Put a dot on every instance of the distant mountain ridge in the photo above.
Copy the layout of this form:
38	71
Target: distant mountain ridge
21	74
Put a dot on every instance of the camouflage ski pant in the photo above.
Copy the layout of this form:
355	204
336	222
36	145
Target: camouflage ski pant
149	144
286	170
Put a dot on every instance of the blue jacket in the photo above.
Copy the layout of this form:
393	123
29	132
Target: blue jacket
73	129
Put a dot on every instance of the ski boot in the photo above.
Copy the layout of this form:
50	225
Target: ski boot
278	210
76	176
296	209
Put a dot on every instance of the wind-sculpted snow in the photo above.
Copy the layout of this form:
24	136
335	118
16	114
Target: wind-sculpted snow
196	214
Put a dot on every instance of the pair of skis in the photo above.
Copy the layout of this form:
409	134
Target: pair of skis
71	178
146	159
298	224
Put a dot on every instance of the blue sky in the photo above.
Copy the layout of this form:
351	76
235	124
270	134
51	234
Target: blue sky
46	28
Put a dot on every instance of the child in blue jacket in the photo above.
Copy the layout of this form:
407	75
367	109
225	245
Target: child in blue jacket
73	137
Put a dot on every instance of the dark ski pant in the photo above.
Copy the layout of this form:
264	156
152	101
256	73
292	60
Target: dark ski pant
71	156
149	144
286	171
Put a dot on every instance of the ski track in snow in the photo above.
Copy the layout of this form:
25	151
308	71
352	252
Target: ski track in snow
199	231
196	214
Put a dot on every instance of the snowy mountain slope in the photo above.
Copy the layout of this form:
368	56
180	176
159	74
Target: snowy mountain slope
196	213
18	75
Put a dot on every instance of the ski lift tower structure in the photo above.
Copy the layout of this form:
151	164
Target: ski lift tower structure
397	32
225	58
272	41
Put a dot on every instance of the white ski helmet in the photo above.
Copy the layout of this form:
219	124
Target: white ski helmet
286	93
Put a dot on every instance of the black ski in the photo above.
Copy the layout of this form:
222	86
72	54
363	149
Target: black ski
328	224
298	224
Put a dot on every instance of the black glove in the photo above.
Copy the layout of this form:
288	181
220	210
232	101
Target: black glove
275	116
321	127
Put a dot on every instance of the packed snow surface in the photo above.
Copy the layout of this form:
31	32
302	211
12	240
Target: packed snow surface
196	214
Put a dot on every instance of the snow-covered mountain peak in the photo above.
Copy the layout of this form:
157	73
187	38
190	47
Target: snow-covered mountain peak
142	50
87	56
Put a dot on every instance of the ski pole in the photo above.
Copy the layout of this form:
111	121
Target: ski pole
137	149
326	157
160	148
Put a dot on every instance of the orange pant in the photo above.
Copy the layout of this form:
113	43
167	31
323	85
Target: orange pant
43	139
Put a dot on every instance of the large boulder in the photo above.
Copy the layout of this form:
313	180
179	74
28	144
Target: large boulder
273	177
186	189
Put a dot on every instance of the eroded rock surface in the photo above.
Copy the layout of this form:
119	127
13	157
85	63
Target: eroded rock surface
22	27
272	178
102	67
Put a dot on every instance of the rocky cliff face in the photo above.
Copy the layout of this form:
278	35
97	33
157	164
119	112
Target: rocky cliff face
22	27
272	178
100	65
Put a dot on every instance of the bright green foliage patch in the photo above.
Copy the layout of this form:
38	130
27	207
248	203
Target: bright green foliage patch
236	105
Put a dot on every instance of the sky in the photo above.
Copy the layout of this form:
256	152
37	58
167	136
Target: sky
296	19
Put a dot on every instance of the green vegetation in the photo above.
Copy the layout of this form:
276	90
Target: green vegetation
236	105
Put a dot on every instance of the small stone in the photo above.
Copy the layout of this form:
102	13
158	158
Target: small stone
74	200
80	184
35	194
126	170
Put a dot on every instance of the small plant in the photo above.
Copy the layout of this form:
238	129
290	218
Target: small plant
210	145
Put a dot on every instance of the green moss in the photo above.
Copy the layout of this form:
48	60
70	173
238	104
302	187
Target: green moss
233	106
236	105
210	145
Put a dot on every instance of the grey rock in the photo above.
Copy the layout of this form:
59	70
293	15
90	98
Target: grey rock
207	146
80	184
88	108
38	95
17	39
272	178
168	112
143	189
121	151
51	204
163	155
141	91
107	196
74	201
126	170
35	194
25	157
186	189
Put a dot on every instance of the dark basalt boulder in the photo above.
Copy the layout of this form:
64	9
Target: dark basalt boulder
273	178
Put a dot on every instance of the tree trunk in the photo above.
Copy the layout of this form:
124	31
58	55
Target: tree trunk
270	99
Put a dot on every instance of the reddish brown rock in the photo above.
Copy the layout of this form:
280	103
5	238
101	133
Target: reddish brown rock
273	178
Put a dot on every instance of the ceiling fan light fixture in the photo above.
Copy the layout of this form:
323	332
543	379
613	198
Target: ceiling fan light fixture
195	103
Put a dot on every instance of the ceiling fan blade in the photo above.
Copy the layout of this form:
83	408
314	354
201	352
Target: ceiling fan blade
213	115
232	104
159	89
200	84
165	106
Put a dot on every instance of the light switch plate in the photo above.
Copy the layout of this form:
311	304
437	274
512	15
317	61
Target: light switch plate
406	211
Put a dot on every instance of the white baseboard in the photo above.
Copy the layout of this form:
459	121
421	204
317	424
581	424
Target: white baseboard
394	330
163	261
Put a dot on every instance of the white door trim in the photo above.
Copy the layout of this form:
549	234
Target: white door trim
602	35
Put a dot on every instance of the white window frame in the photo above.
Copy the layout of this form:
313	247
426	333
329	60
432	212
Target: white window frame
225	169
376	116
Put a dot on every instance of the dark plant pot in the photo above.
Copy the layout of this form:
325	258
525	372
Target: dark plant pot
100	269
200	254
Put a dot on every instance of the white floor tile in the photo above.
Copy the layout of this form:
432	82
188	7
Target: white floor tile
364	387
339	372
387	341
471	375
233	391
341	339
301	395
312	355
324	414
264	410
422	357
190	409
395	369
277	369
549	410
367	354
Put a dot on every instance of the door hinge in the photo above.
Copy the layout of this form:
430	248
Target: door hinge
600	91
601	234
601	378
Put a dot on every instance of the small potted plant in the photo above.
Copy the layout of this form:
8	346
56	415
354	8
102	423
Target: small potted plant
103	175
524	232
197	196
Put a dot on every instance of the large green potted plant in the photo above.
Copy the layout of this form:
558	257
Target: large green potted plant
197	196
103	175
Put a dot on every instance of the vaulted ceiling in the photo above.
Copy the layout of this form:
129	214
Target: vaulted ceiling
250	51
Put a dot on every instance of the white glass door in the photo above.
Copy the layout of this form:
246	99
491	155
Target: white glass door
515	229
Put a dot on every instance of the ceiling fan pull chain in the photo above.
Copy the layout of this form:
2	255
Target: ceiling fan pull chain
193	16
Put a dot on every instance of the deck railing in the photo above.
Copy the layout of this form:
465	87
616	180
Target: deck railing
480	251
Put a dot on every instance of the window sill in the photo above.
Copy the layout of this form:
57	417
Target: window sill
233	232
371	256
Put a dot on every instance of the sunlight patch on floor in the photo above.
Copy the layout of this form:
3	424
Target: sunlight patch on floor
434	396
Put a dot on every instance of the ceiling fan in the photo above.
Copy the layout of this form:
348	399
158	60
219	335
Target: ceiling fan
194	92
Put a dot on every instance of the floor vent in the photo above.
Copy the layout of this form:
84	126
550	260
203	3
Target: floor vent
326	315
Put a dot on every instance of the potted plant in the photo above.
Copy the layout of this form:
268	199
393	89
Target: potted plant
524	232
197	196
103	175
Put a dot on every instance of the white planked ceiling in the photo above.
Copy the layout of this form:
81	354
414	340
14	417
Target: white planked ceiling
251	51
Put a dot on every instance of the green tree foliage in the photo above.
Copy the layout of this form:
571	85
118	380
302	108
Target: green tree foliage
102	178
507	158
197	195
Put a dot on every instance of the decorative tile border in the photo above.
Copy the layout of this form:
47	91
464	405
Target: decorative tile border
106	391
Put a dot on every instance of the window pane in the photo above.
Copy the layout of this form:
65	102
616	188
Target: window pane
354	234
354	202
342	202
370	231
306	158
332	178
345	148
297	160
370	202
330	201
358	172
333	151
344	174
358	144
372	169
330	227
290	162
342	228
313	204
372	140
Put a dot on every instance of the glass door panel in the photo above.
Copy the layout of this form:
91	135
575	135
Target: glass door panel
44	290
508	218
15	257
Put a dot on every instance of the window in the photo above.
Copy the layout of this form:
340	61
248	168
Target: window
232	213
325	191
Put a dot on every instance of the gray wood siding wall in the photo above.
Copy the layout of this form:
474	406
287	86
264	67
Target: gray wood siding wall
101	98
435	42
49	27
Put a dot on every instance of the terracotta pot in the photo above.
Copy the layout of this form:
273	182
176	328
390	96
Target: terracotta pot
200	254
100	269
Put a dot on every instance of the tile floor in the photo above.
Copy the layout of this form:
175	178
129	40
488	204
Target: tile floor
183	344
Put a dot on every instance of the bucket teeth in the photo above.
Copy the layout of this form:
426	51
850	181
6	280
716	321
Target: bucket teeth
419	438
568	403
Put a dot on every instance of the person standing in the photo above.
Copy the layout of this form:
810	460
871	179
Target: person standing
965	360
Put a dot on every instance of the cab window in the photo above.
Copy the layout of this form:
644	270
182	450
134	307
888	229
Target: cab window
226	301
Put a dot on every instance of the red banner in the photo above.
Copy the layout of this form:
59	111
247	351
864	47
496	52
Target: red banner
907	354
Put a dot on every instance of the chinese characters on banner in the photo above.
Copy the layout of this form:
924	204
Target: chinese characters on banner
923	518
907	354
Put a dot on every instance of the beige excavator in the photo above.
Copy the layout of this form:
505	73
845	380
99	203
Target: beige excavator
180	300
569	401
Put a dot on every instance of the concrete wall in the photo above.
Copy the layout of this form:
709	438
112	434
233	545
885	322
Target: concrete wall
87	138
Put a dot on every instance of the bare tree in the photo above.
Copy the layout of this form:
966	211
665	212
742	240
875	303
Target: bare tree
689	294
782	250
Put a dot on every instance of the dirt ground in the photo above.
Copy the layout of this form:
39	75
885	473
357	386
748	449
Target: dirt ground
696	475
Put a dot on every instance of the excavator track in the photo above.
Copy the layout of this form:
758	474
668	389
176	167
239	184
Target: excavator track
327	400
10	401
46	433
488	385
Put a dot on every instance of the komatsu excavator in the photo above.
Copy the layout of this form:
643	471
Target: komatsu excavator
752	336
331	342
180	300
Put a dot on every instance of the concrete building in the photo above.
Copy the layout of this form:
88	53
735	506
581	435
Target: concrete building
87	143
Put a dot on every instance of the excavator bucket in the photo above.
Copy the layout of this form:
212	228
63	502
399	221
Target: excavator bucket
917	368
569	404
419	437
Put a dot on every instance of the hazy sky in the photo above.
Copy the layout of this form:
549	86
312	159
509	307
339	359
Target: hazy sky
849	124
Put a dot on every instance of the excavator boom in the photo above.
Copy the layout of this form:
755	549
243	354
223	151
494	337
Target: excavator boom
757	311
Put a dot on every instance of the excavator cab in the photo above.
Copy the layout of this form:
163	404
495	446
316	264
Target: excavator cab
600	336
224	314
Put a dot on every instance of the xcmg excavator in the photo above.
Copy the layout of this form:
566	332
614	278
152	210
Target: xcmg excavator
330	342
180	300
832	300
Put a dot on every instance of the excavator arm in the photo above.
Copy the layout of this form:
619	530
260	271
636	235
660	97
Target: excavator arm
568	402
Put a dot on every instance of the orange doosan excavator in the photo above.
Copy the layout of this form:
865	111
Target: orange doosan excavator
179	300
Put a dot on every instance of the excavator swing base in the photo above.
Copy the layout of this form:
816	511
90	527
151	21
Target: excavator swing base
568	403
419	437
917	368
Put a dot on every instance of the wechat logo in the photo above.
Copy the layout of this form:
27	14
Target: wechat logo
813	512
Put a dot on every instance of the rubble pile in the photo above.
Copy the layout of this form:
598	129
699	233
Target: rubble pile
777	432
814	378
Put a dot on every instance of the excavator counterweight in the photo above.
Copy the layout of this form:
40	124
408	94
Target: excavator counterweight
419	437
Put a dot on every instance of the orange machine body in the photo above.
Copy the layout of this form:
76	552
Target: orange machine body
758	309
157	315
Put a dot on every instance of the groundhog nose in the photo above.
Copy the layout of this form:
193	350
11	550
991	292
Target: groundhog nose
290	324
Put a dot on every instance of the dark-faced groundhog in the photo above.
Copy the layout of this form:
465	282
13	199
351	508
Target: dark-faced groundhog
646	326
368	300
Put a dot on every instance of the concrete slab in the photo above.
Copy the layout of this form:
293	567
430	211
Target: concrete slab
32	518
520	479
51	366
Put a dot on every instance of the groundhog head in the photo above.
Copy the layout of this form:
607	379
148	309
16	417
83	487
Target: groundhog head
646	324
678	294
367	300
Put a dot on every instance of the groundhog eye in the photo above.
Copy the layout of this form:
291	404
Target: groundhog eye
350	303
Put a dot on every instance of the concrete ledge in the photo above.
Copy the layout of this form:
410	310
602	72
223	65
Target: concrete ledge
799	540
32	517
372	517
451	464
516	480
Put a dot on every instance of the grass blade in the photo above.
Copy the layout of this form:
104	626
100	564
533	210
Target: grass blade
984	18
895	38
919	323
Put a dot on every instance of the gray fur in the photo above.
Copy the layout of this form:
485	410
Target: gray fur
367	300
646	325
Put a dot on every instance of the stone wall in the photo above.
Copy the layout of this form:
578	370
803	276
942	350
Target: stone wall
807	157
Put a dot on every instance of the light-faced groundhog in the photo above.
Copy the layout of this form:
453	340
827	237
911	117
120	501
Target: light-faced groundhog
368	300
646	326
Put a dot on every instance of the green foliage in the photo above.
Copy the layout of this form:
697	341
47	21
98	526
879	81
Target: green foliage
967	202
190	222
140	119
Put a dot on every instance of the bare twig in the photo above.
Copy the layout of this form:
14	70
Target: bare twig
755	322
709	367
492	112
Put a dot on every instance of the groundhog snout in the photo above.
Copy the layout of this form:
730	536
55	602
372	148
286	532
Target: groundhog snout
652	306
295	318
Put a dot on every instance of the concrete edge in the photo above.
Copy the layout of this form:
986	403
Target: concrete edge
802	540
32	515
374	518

+ + + + +

## Aim of the task
Repeat only the stretch of lines that opens with the line containing "Put a dot on every instance of the green foliage" and closes with the final line of the entries, both included, exactly as written.

## Output
Put a dot on every instance of the green foliage in the photo above.
Copy the layout of this form:
697	341
47	21
98	526
879	81
Target: green foliage
967	202
190	222
140	119
Put a dot on every instance of the bare twig in the photo above.
Copy the layout of this form:
14	70
Target: bare twig
755	322
709	367
492	112
Put a dot on every instance of the groundhog snout in the photo above.
Copy the layout of this form:
730	536
55	602
372	148
286	532
Target: groundhog snout
652	306
295	318
Put a dot on every instance of the concrete edge in the photo above.
Copy the layout of this form:
986	403
Target: concrete edge
802	540
32	515
374	518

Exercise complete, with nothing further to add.